Ce texte est dédié à un ami cher qui se reconnaîtra.
C'est la réplique d'un lecteur avisé (apparemment plus avisé que moi en tout cas) à un commentaire que j'avais posté en réaction à un
article d'un blogueur connu et respecté que j'ai été amené à rompre mon silence pour écrire le présent article. Si je n'écris plus beaucoup dans ce blog, c'est que j'ai l'impression qu'en le faisant, je cours un risque élevé de me répéter et que je n'aime pas trop ressasser les mêmes positions et les mêmes idées (d'où mon manque de réaction à l'appel du premier ministre sortant par exemple). Je sais qu'il n'est pas très intelligent de céder à la provocation pour se retrouver à enfoncer des portes ouvertes (par soi-même) sans parler des risques collatéraux comme celui de voir grossir la liste de ses ennemis ou de se retrouver sur une liste noire de personnes à éliminer. Mais tant pis !
Tout le monde est au courant de la déclaration de M. Chourou en séance plénière de l'assemblée constituante qui a soulevé un tollé général et a suscité le flot habituel de protestations d'un côté et d'explications et de justifications de l'autre. Pour ceux qui ne le connaissent pas, M. Chourou est un cadre d'Ennahdha qui a tiré vingt ans de prison sous le régime déchu et qui a retrouvé la liberté à la faveur des événements de l'hiver passé. Dans la déclaration en question, il a cité des versets coraniques pour indiquer le traitement qui doit être réservé à ceux qui organisent des grèves, des
sit-in ou bloquent des routes à l'appui de leurs revendications. Or, ce qui est remarquable dans les réactions de tout bord, des adversaires comme des amis, c'est que les uns comme les autres se sont entendus pour évoquer des considérations de...contexte, les uns reprochant à l'auteur de cette malheureuse intervention d'avoir repris une citation du Coran "sortie de son contexte", les autres reprochant au contraire aux premiers d'avoir pris a parti le pauvre homme pour un discours "sorti de son contexte" !

*-*-*

Exercice écrit A ->
Résumez en deux phrases le billet sur la déclaration de M. Chourou.
Exercice écrit B ->
Reformulez sous forme de liste le paragraphe du billet qui commence par « Tout le monde est au courant », sans perdre ses faits principaux.
Les enregistrements ne servent à rien pour ce travail.

*-*-*

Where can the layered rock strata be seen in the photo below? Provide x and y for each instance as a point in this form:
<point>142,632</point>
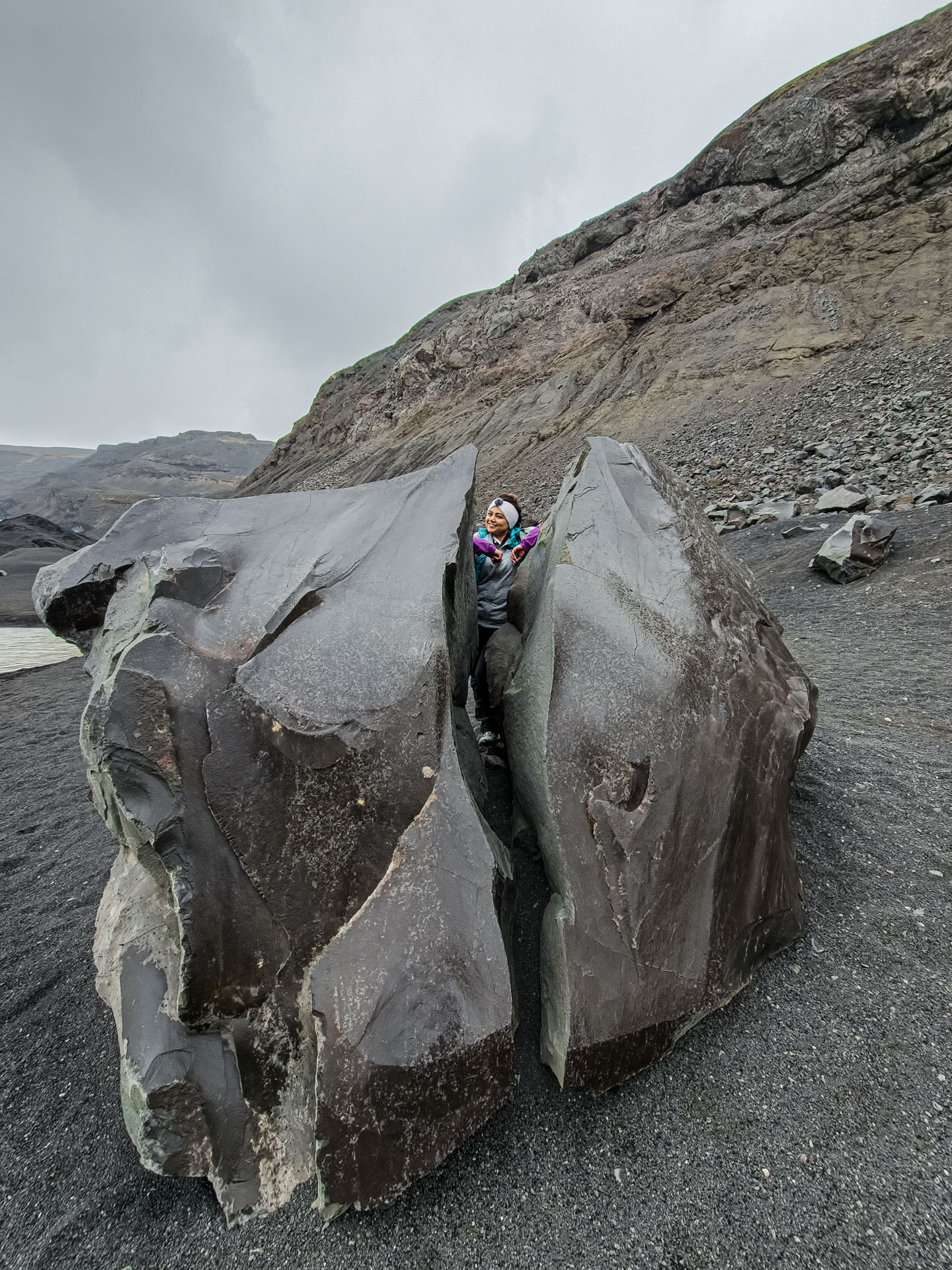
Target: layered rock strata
<point>654,723</point>
<point>301,935</point>
<point>811,230</point>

*-*-*

Réponse écrite A ->
Malgré la crainte de se répéter, le billet sort le blog de son silence pour répondre à la réplique d'un lecteur à un commentaire posté sous l'article d'un blogueur connu. Il revient sur la déclaration de M. Chourou, cadre d'Ennahdha, qui a cité des versets coraniques sur le traitement à réserver aux grévistes, aux participants à des sit-in et à ceux qui bloquent des routes, et souligne que ses adversaires comme ses amis ont tous invoqué le contexte.

Réponse écrite B ->
- La déclaration de M. Chourou en séance plénière de l'assemblée constituante a soulevé un tollé général. Elle a suscité des protestations d'un côté, des explications et des justifications de l'autre.
- M. Chourou, cadre d'Ennahdha, a passé vingt ans en prison sous le régime déchu. Il a retrouvé la liberté à la faveur des événements de l'hiver passé.
- Dans sa déclaration, il a cité des versets coraniques pour indiquer le traitement à réserver à ceux qui font grève, organisent des sit-in ou bloquent des routes pour appuyer leurs revendications.
- Adversaires et amis ont tous invoqué le contexte. Les uns lui reprochent une citation du Coran « sortie de son contexte », les autres reprochent aux premiers de l'attaquer pour un discours « sorti de son contexte ».